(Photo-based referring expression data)
* * * * * * * * *

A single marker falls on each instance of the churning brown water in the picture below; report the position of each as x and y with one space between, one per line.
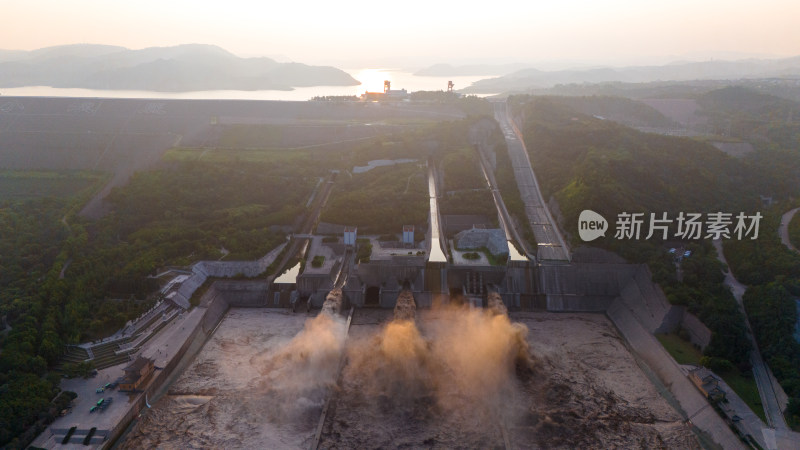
442 378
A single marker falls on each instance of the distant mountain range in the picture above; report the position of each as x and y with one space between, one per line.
192 67
525 79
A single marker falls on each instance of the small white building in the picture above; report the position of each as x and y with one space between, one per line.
350 235
408 235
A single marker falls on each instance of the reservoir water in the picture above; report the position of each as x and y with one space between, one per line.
371 80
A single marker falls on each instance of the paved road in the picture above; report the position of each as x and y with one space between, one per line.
783 230
512 233
550 243
766 390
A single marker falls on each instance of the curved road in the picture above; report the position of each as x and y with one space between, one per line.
783 230
766 390
550 244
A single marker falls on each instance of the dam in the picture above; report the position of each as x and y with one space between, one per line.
391 351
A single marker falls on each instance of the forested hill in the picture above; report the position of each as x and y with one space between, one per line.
588 162
169 69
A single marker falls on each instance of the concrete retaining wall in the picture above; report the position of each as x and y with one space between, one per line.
699 334
219 269
649 351
212 310
649 304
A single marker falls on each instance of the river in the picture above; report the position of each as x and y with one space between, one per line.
371 79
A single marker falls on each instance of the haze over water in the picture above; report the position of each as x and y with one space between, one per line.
371 80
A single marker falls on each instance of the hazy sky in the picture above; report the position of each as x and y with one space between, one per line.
412 32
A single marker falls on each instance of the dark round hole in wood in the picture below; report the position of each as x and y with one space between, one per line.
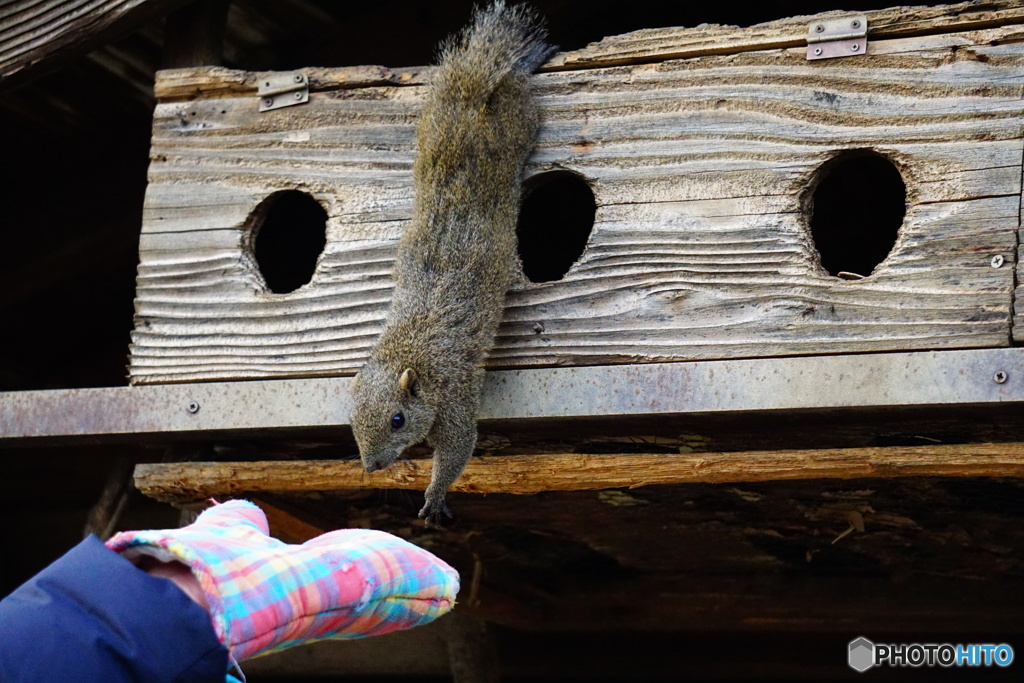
555 221
856 210
289 231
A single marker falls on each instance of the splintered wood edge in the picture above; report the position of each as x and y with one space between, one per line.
186 482
643 46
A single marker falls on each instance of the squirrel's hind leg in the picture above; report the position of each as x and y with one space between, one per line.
453 438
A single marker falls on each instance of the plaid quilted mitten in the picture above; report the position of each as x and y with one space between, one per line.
265 595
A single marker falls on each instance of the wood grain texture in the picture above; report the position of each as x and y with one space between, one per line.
39 34
675 43
186 482
700 247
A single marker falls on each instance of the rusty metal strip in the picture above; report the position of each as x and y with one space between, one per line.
883 380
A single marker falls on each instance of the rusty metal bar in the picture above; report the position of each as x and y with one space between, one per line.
885 380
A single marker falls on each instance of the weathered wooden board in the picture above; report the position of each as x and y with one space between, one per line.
39 34
658 44
700 247
187 482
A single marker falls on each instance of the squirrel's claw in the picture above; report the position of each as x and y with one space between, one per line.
436 512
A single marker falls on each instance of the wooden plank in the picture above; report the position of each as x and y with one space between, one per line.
637 47
39 35
519 403
186 482
699 248
678 43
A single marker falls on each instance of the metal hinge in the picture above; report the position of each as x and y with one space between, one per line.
837 38
285 89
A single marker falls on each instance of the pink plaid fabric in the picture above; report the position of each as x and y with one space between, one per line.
265 595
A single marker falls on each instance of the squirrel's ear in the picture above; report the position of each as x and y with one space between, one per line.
409 382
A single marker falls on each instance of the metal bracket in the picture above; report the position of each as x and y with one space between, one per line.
285 89
844 37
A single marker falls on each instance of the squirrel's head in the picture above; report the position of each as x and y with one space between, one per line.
389 413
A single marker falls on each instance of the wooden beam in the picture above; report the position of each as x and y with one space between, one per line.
649 45
184 482
700 247
40 35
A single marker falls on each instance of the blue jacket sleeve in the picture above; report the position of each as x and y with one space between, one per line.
92 616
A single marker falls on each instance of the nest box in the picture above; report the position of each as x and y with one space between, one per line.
695 194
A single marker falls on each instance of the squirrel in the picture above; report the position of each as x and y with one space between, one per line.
458 257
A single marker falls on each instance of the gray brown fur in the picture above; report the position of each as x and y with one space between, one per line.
458 257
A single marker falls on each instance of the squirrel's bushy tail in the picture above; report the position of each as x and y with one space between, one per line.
500 40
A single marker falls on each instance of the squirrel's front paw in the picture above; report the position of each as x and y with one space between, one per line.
434 513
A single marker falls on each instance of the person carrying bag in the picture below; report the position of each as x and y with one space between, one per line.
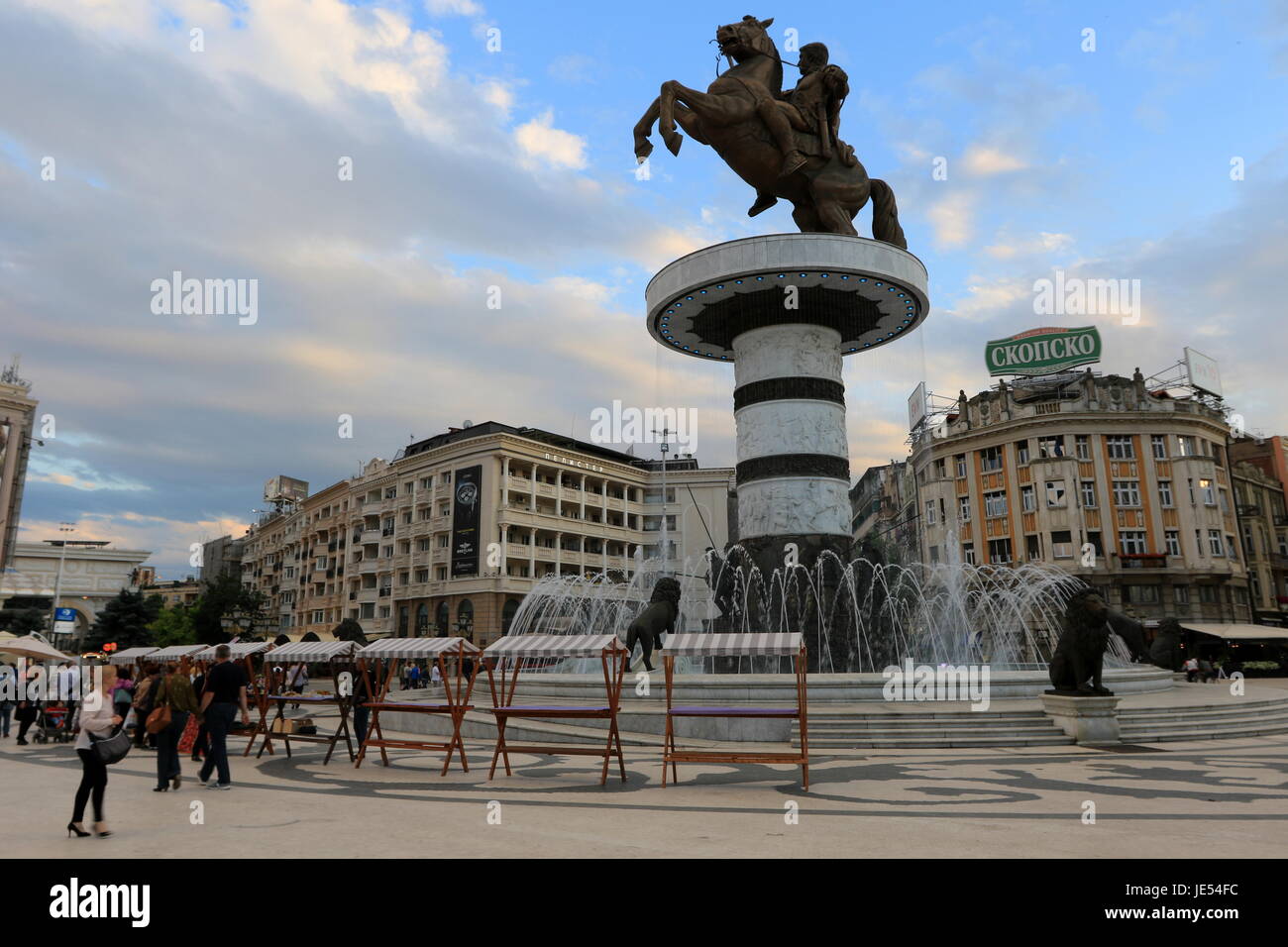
172 705
99 742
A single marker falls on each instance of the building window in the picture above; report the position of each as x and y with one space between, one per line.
1127 492
1132 541
1207 492
1121 447
1051 446
1142 594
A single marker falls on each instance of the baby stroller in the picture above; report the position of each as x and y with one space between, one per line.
53 724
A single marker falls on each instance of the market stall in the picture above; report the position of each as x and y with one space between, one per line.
505 659
456 660
340 657
791 644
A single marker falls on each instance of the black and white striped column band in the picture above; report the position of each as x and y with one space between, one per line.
789 389
793 466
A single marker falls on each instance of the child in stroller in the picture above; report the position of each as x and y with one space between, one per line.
53 724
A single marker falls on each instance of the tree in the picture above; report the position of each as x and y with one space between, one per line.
349 630
226 598
125 621
174 626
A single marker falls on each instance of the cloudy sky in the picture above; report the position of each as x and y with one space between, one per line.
489 145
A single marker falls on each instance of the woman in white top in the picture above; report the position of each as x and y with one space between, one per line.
99 720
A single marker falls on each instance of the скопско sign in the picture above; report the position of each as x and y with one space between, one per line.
1042 351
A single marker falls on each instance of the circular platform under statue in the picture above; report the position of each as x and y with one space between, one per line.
786 309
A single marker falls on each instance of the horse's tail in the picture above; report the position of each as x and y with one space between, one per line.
885 215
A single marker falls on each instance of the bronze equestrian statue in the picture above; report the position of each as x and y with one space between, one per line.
658 617
785 145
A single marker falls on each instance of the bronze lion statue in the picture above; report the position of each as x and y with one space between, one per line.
658 617
1080 655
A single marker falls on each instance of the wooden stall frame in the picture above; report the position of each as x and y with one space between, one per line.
456 706
343 702
613 676
670 755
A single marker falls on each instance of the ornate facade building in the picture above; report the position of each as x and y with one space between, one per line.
450 535
1127 488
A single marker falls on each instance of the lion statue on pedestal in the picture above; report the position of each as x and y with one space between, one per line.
1080 656
658 617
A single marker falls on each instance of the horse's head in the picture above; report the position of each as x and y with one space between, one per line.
746 39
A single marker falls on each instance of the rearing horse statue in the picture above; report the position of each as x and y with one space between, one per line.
825 191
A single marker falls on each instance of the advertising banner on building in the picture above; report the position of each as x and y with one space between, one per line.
467 514
1042 351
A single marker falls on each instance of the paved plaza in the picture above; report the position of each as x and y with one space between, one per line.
1198 799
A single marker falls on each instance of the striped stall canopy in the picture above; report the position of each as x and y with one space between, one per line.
716 644
172 654
240 650
313 651
553 646
394 648
129 655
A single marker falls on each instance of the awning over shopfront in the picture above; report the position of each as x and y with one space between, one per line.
1239 631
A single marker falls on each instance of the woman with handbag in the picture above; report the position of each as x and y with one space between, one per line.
94 724
174 701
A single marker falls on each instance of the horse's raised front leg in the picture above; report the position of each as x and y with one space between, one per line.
644 128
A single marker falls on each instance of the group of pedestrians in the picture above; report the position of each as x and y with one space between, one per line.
163 702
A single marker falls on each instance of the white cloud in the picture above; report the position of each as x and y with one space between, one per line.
555 147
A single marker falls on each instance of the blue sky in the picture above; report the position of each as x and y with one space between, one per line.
515 169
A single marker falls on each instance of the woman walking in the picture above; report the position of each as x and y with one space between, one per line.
172 692
98 722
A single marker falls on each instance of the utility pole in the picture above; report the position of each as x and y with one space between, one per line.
58 582
665 544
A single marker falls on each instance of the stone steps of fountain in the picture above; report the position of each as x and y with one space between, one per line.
940 728
1199 722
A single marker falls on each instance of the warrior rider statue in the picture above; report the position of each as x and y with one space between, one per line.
812 106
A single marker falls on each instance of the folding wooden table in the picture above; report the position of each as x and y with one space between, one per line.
244 652
791 644
390 652
518 648
339 655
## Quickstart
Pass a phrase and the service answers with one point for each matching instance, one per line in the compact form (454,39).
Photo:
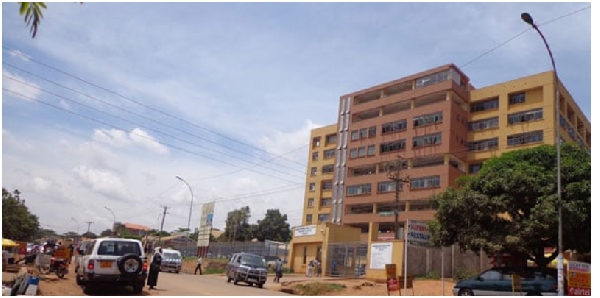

* * * * * * * * *

Exercise | Exactly as written, return each line above and leave the pictures behind.

Task answer |
A single marker falls on each instance of the churning brown water in the picture below; report the position of each as x and y with one space between, one per line.
442 378
A single marker falls on each instance of the distant mountain range in the picture above; report the position of each as x and y with one space between, one per line.
192 67
525 79
A single marker falls on each instance of the small white building in the picture above; report the position of each as x and y with one space between, one per line.
350 235
408 235
A single marker falls on each instance of the reservoir water in the picture above; report the position of each as x and y with one space between, one per line.
371 80
A single marker falls on each instance of the paved road in the picture above; report the position of each as x and y with one space between, one per line.
783 230
512 233
550 243
766 390
A single marker falls on each instance of the curved road in the picture above; report the position of each as x and y with one space between, one per line.
783 230
766 390
550 244
A single marker falls on each instance of the dam in the picture above; report the position of each as x and y with one space between, one per line.
391 351
A single marker falls on each instance of the forested hill in the picture above; report the position of each as x and y with one space between, one per line.
588 162
169 69
A single marker falls on each instance of the concrete retaining wall in the picture above; report the position of each as x and y with one space between, one per line.
699 334
219 269
649 351
212 310
649 304
A single marker falls on each instance of the river in the picture above; report the position of each as x and y with one space between, one per line.
371 79
A single marker falls on each instance of the haze over water in the picture above; report the position of each as x and y with one space between, one per line.
371 80
A single marker falls on each instance of the hazy sky in the picture above; report the position of each as x and y with one space between, one per line.
412 32
A single marker falls on each instance of the dark round hole in wood in the picture below; report the position of each as x and y with one space between, one per line.
555 221
856 210
289 231
A single marker falls on each instance of the splintered wood edge in the picture above; report the position of each as x and y with one space between, one per line.
186 482
643 46
A single marker falls on each instance of the squirrel's hind leg in the picture above; report the position of each as x and y with one space between, one per line.
453 438
A single marker falls on each instance of the plaid quilted mitten in the picture above; report the position of each as x and y with one space between, one per line.
265 595
A single marker falls on each instance of the wood grain texture in the picture above; report the position of each as x and y with one space between, one per line.
39 34
675 43
186 482
700 247
A single marker falls on each instance of the rusty metal strip in the picture above; report the position of each as x and y with one space between, one per line.
883 380
A single marker falls on each instance of the rusty metal bar in the picture above; report the position of each as x and y with one space between, one per line.
885 380
A single marker falls on each instance of the weathered wooden board in the picture above; report the position of each as x and y with one space between, one per line.
39 34
658 44
700 247
187 482
A single marker falls on each instance of the squirrel's claw in the picture above; report the position of each as x and y with one space between, one per line.
436 512
A single marker falls on each instance of the wooden plank in the picture above; report the position of each as x and y with one space between, one per line.
637 47
39 35
519 403
186 482
699 248
678 43
A single marker falls on each instance of the metal hinge in the picture above; report the position of each as x and y with one space between, one per line.
837 38
285 89
A single marker falls on each instance of the pink plaid fabric in the picture above; report the position of each as x and y with one space between, one per line.
265 595
A single marker falls on each instance of the squirrel's ear in the picture above; report the position of each as x and y with one space between, one per line.
409 382
A single marker falls on each instance of the metal bracket in the picture above; report the position of each as x and y with one space between, one per line.
285 89
844 37
A single marker falls on each instance of the squirrel's head in the picture above; report the position of each as x and y with one space between, one per line.
389 413
A single marker falls on each instance of the wooden beam in the picture above; report the position of each as x and y with one space between, one per line.
649 45
184 482
700 247
40 35
A single marker falls on each instance of the blue jacket sleeve in the picture above; report the position of each as x and y with one space between, one per line.
92 616
A single marker falls on each instance of the nest box in the picture above; report the position of each as x and y with one space between, one per line.
695 194
A single marker falls on each instance of the squirrel in the picture above; report the position of each as x and y with one space between, one per line.
458 257
A single marker falls on each instance of the gray brown fur in the picture above; report the position of each as x and y with one space between, one per line.
458 257
A single marker falls on each instance of the squirrel's bushy tail in the picture above; report the position of each as x and y with one space between, one per line.
500 40
A single marker falls on each instance of the squirrel's front paw in the picture above; report the position of each as x and y with one space between, one per line.
434 513
A single marker falls on each instance of the person carrying bag in the picture below; report the position of each as x and y with one space between, one per line.
172 705
99 742
A single marker falls on each instance of the building window in the picture above; report the position of each as x and y with one space between, one per line.
1127 492
1132 541
1207 492
1121 447
1051 446
1142 594
A single marker falls on each instance of the baby stroller in the picture above; report the position of each as x and y with one space between, one per line.
53 724
A single marker falls on each instance of the market stall in the picture above; report the position of each as x and y with one space between, one per line.
505 659
456 660
340 657
791 644
A single marker falls on each instance of the black and white striped column band in the picture above; report the position of each as x and y with one space between, one per line.
789 389
793 466
A single marker falls on each instance of the child in stroller in the picture above; report the position of each as x and y with one space between, one per line.
53 724
A single marker falls on each instance of the tree in the picture above; report the position of each as x and y with one space between, one per line.
349 630
226 598
125 621
174 626
A single marker falls on each instance of the cloudy sky in the picture above; report the position of each as x and y with one space between, one per line.
489 145
A single marker falls on each instance of the woman in white top in the picture above; report the position of each as x and y with one space between, one per line.
99 720
A single marker falls on each instance of the скопско sign in the picture above; report the position of each as x and y with one space between, one per line.
1042 351
A single marker falls on each instance of the circular platform under statue in the picture above; report the position of each as x and y with one space between, one per line.
786 309
A single marker falls on each instance of the horse's tail in the picture above; report the position of each as x and y with one space between, one per line.
885 215
A single marker falls on each instance of the bronze equestrian statue in the picture above; report the position of each as x and y with one space between, one per line.
658 617
785 145
A single marker falls on each instance of the bronze lion statue in the picture above; report the position of each as x and y with one space between, one per line.
658 617
1080 655
A single marker falls on each instance of the wooden stall frame in the picture above; report the position of each as x and y with one space between, one per line.
456 706
343 702
613 676
670 755
A single marker falls on each instance of the ornate facade building in the picture above; report the position of each as x and y with one space between, one per line.
450 535
1127 488
A single marker falls on each instance of the lion statue on pedestal in the picture above; report the position of each as x and y with one space between, one per line.
1080 656
658 617
A single marker falls on each instance of the horse's head in the picture above; report the position of each as x and y with one space between, one per line.
746 39
A single marker falls on each instance of the rearing horse statue in the picture above; report the position of each as x and y with one space between, one per line.
825 191
A single marker falls on each instance of the advertising banner on building in the picture above; report the position of each as x and y with one space between, one per line.
467 514
1042 351
A single marker falls on each instance of the paved plaza in the picture above; report the position of each as x and y with one space between, one per line.
1198 799
A single marker falls on each instance of the striped stall canopy in the picture above; report the position of each as x and y with one space between, one per line.
716 644
172 654
240 650
313 651
553 646
394 648
129 655
A single marker falls on each instance of the awning over shopfront in the picture above; report the position of each as x and y with one space between, one per line.
1239 631
A single marker falls on each instance of the woman with handbag in the picture above; report the position of each as x and y with one space between, one per line.
94 724
174 701
A single marker falls on each instance of the horse's raised front leg in the picture above; report the position of each as x and y with one space between, one per line.
644 128
A single marker falls on each instance of the group of pedestrians in the picture above; report the position of each as x and y with one space between, one per line.
163 702
A single marker falls on each instance of the white cloud in the picture above; report the position of each as x and y with one space between, one per line.
555 147
A single marker falls on each instance of the blue sky in the picture above; report the position of each as x and y with one space between, one per line.
515 169
A single marker falls on each instance of the woman walking in the picture above; report the position of each as x and y with one space between, one per line.
172 692
98 722
A single marker falls on each instance of the utility pole in the picture above; report the position of each as x and y with one space between, one per line.
58 582
665 544
A single marker falls on each instance of the stone steps of fountain in the picture above; report the position of each as x and y with one space between, one per line.
940 728
1199 722
A single marker falls on each instance of the warrior rider statue in the picture above; report the position of each as x and y with one space between, one per line.
812 106
A single marker falls on each instance of the folding wooden table in the picture above; report the position of each as x and y with one space between, one per line.
244 652
791 644
390 652
518 648
339 655
## Quickstart
Pass a phrase and the service answers with one point for each matching instance, one per line in the compact form (454,39).
Photo:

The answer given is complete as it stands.